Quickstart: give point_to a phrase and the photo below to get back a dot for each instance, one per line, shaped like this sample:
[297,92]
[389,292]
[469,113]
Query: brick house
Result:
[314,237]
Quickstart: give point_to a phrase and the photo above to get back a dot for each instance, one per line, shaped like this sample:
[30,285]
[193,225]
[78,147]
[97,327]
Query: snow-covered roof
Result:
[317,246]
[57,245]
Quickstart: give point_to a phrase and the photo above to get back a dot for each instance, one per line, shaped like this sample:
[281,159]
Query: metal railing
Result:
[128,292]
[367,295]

□ □ □

- [THE TASK]:
Reproduce every entry above verbatim, line by line, with nothing changed or left out.

- [OUTPUT FOR THIS EXERCISE]:
Quickstart: give point_to a phrase and the photo below to get back a dot for each instance, one per line, shaped like this sample:
[297,92]
[389,292]
[469,113]
Query: brick house
Result:
[314,237]
Quickstart: give point_to a phrase and the photo above to get back a dot for each instance, one per line, shaped like this sample:
[30,285]
[193,225]
[78,147]
[97,327]
Query: snow-covered roof
Result:
[317,246]
[57,245]
Quickstart: give point_to a phrase and the photo above to get back a dot for each instance, one per line, shaped like this sample:
[281,159]
Query: metal railing
Result:
[128,292]
[367,295]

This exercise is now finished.